▶ Request A: Duplicate the passage on Mary Shelley from the words "Mary’s liberal upbringing" up to and including the words "make ends meet.".

***** Text passage *****

Mary’s liberal upbringing had a profound effect on her psych. She was smart and inquisitive but pushed the boundaries of what was considered proper behavior for 18th century women. She fell in love with a very married Percy Shelley and ran off with him when she was only 17 and he was 22. They married only after Percy’s first wife committed suicide. Their life together was anything but idyllic .Two of Mary and Percy’s children would die in infancy, he cheated on her and they were often destitute and always staying with friends to make ends meet.

In the summer of 1816 the Shelleys visited the poet Lord Byron at his villa at Lake Geneva in Switzerland. Bad weather frequently forced them indoors, where they and Byron’s other guests sometimes read ghost stories and spoke about new scientific developments. One evening, Byron challenged his guests to write a ghost story. Mary’s story became the novel Frankenstein. Published in 1818 under the title, Frankenstein: A Modern Prometheus, it was the first true science fiction novel.  As a tale of science gone wrong, the novel was not well received by literary critics.  The fact that the author was the daughter of a prominent and controversial author as well as a  “fallen woman” living in a scandalous relationship raised critical hackles as well.  Despite the criticism, Mary Shelley’s novel was an immediate success with numerous reprintings, foreign translations, and theatrical productions.

*****

▶ Request B: Set down the records below exactly as they appear, line for line, and leave the picture out of your answer.

***** Data for this exercise *****

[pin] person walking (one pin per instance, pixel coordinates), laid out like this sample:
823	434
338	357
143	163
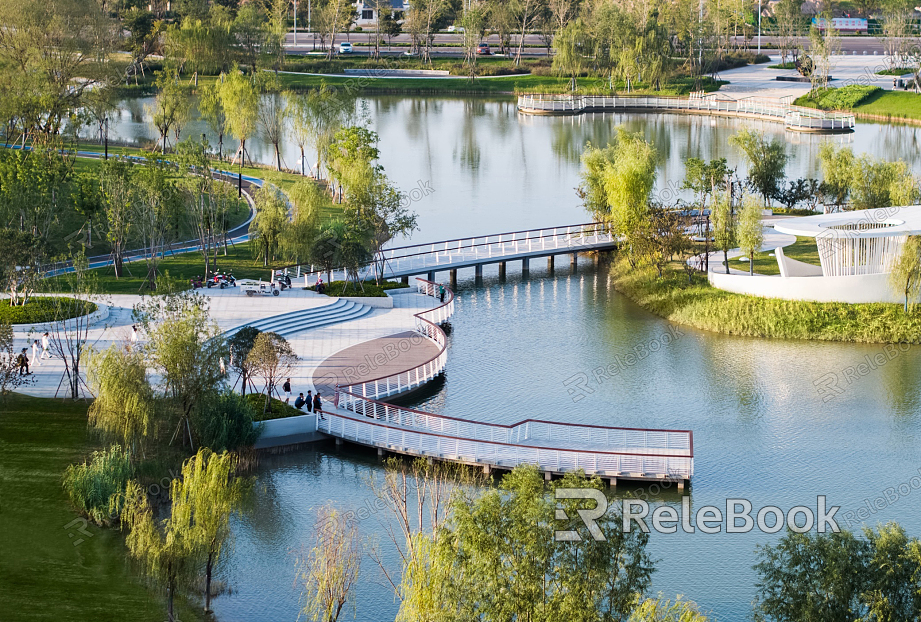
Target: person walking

*****

▶ Worked solution A:
Mary’s liberal upbringing had a profound effect on her psych. She was smart and inquisitive but pushed the boundaries of what was considered proper behavior for 18th century women. She fell in love with a very married Percy Shelley and ran off with him when she was only 17 and he was 22. They married only after Percy’s first wife committed suicide. Their life together was anything but idyllic .Two of Mary and Percy’s children would die in infancy, he cheated on her and they were often destitute and always staying with friends to make ends meet.

▶ Worked solution B:
[pin] person walking (one pin per instance, pixel coordinates), laid out like this sample:
823	434
338	357
143	163
Target: person walking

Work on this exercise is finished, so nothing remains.